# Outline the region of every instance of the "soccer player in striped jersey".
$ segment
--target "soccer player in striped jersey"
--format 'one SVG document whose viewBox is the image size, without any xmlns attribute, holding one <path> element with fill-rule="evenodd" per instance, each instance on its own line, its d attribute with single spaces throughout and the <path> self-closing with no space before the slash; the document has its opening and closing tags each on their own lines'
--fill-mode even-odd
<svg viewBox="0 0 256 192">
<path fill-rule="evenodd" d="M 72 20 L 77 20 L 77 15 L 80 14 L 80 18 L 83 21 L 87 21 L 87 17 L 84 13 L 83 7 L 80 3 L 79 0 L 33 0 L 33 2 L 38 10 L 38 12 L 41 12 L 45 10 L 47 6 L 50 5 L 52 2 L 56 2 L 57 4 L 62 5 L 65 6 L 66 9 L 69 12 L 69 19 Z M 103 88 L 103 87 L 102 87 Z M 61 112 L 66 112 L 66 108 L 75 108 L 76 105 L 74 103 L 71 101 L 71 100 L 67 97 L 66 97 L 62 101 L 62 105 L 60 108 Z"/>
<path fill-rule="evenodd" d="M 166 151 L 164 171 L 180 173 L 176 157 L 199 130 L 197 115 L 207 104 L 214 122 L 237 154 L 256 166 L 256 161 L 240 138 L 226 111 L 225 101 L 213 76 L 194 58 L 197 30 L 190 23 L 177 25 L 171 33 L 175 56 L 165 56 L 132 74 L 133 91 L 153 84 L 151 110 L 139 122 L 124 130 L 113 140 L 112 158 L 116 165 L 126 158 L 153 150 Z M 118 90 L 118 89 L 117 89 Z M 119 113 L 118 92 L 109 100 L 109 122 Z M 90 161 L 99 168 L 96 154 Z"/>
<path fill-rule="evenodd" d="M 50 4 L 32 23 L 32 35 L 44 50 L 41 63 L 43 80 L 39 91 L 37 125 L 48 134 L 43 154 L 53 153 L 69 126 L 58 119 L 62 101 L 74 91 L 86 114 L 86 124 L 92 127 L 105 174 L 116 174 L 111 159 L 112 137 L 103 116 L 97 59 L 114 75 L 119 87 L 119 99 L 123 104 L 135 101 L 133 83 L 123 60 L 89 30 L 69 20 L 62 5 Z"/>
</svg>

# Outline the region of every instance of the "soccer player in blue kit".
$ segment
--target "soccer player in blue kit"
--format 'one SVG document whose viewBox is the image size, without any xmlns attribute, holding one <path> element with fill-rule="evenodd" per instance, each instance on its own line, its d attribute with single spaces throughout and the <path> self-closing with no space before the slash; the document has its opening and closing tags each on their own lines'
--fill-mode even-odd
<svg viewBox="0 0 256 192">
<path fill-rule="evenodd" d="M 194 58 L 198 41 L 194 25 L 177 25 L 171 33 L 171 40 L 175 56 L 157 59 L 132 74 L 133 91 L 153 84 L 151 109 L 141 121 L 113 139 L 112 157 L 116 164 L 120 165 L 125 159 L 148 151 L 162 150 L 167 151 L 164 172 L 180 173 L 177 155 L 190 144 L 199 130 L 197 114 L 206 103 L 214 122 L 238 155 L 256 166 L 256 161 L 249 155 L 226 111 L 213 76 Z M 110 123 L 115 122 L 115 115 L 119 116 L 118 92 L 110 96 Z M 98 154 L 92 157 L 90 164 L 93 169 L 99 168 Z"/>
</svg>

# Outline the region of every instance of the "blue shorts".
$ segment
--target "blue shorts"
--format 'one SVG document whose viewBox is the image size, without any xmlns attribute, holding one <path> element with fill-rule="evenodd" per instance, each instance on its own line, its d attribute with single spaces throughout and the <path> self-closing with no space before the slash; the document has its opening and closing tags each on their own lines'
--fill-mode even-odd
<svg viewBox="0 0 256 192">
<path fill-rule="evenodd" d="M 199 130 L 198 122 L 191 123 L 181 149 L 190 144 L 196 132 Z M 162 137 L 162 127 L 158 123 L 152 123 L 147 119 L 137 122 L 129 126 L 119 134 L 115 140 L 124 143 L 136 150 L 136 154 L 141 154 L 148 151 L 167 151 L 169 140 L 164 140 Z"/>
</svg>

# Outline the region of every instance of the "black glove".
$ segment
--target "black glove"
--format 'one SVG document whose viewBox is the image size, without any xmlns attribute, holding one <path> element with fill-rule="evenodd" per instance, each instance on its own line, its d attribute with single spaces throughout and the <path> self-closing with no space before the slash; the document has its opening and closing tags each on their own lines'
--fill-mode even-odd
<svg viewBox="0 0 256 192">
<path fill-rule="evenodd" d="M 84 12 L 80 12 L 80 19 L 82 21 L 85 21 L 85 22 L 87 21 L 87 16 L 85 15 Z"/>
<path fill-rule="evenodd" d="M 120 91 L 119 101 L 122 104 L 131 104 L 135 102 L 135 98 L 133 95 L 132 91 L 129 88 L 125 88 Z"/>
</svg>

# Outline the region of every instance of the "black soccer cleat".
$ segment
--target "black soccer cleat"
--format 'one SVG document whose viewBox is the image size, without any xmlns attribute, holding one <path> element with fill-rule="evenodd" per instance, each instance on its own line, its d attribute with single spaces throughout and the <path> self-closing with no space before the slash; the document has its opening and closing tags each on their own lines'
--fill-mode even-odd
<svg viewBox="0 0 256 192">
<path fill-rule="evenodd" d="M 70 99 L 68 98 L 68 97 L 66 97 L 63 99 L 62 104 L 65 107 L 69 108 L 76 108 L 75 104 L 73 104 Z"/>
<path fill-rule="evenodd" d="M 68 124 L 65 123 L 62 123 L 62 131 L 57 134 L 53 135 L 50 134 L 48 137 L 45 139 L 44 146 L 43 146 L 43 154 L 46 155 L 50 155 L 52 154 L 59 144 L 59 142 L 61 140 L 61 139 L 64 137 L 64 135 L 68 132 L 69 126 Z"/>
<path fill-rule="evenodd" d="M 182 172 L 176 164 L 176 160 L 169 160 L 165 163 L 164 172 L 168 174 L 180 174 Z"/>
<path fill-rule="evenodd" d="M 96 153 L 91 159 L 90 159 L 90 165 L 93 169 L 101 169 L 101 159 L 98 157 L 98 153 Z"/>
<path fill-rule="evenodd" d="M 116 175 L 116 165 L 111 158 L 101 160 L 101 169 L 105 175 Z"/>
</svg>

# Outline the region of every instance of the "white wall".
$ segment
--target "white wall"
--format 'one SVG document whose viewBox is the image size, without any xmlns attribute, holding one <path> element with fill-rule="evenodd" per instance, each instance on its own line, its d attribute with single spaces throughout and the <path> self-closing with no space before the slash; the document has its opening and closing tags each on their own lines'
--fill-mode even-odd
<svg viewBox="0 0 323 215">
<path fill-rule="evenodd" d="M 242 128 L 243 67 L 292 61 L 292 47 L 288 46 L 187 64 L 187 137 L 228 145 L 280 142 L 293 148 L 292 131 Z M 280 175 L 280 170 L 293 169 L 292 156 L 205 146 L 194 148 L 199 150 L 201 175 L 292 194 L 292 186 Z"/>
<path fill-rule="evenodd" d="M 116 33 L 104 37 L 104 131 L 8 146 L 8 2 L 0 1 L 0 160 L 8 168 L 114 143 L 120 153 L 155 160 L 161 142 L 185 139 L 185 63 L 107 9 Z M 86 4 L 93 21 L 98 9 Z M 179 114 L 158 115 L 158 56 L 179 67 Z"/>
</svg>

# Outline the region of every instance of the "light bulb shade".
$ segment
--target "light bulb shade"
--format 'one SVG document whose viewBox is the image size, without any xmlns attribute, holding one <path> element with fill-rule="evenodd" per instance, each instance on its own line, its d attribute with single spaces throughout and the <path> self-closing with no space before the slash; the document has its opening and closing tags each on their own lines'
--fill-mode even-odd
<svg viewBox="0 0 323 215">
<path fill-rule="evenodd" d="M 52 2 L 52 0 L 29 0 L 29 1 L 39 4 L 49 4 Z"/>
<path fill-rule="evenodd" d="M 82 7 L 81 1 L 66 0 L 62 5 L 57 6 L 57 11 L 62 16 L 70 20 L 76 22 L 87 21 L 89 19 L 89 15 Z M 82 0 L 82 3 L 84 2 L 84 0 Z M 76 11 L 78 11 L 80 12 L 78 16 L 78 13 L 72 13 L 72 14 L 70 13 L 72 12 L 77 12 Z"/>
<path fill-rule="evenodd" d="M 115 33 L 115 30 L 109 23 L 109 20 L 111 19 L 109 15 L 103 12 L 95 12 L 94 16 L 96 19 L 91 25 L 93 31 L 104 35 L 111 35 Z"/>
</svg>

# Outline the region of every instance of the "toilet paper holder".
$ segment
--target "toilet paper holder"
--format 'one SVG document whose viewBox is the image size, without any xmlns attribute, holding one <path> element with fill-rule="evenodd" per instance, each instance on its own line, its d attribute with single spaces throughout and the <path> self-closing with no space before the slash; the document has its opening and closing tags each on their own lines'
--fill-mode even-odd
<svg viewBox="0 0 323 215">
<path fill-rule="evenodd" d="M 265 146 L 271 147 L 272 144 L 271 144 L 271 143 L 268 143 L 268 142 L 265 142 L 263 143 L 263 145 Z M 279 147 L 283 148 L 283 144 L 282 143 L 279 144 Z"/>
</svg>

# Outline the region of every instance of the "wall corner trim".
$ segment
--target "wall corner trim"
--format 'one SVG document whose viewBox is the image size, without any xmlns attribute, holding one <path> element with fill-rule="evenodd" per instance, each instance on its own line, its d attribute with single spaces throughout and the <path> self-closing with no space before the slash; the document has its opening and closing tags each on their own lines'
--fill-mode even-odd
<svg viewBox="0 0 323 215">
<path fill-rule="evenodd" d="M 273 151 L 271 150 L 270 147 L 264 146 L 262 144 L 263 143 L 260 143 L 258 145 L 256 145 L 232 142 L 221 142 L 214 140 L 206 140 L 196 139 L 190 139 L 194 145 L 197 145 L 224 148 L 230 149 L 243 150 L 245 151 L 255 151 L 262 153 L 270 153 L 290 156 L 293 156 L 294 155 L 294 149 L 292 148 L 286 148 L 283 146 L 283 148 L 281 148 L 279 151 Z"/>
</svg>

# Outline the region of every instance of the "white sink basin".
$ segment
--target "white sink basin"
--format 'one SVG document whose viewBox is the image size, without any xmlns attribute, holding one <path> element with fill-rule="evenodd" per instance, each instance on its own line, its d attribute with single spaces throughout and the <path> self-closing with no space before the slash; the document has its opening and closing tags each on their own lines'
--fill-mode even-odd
* * *
**Exercise**
Which lines of the items above contain the word "region"? Pick out each one, and treat uppercase and lowercase letters as different.

**Written solution**
# Outline the region of every instance of the "soccer player in striped jersey".
# Outline the region of every instance of the "soccer player in blue kit".
# Outline the region of every instance of the "blue shorts".
# Outline the region of every instance of the "black glove".
# Outline the region of every instance of the "black soccer cleat".
# Outline the region of every instance of the "white wall".
# Outline the region of every instance of the "light bulb shade".
# Outline the region of every instance of the "toilet paper holder".
# Outline the region of every instance of the "wall corner trim".
# Outline the region of every instance of the "white sink basin".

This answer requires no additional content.